## Requirement A
In the trial report, reproduce the passage starting with "Under the Constitution’s" and going on through "to the jury.", putting "opposing attorney" in place of "opposing counsel".

## Extract to read
________________

Friday’s opening of the trial of three people in connection with the 2006 starvation death of Danieal Kelly -- the 14-year-old girl with cerebral palsy found dead in her mother’s fetid West Philadelphia apartment -- brought one surprise: Daniel J. Kelly, 40, the girl’s absentee father, will testify in his own defense.
Under the Constitution’s Fifth Amendment, no person on trial on criminal charges can be forced to testify and the jury would be instructed by the judge – in this case Judge Jeffrey P. Minehart – that not testifying may not be held against them. But if they do testify, they are fair game for questioning by the opposing counsel. Their past, within certain guidelines, is open for exposure to the jury.
Kelly is charged with one count of child endangerment. Prosecutors allege that he left Danieal, who could not care for herself or move except in a wheelchair, in the care of his ex-wife though he knew she had neglected the girl in the past.

________________

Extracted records
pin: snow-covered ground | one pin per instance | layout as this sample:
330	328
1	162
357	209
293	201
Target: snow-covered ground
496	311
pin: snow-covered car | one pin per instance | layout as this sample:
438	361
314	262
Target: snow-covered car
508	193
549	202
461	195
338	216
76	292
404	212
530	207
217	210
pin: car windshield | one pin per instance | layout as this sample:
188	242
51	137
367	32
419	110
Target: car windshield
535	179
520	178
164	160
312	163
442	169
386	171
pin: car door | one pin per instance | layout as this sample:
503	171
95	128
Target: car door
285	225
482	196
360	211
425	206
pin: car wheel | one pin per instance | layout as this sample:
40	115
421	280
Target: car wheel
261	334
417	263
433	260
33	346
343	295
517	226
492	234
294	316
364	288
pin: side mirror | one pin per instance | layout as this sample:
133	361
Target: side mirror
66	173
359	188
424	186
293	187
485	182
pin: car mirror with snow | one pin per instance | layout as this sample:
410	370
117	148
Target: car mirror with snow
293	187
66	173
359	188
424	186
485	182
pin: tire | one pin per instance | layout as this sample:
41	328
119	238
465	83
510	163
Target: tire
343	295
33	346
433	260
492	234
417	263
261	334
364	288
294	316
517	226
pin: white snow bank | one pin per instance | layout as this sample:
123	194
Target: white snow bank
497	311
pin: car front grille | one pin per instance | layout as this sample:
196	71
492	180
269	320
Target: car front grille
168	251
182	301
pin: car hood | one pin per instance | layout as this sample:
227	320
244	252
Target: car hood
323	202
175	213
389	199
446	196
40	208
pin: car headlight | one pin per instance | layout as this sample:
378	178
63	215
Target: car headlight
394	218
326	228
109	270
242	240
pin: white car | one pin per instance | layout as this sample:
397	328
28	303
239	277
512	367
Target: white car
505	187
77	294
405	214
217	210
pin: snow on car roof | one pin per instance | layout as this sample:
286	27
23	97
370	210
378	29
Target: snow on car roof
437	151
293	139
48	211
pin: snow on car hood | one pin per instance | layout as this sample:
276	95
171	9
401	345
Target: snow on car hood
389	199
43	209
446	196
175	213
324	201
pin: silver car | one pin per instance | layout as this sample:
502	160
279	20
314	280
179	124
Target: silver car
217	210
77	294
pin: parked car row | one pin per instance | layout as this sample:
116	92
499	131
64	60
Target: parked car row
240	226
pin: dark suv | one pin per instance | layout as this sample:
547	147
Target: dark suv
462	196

________________

## Requirement B
Present as a numbered list the lines of the extracted records starting with the line with "pin: silver car" and going on through the final line of those records, omitting any blank lines.

## Expected answer A
Under the Constitution’s Fifth Amendment, no person on trial on criminal charges can be forced to testify and the jury would be instructed by the judge – in this case Judge Jeffrey P. Minehart – that not testifying may not be held against them. But if they do testify, they are fair game for questioning by the opposing attorney. Their past, within certain guidelines, is open for exposure to the jury.

## Expected answer B
1. pin: silver car | one pin per instance | layout as this sample:
2. 502	160
3. 279	20
4. 314	280
5. 179	124
6. Target: silver car
7. 217	210
8. 77	294
9. pin: parked car row | one pin per instance | layout as this sample:
10. 116	92
11. 499	131
12. 64	60
13. Target: parked car row
14. 240	226
15. pin: dark suv | one pin per instance | layout as this sample:
16. 547	147
17. Target: dark suv
18. 462	196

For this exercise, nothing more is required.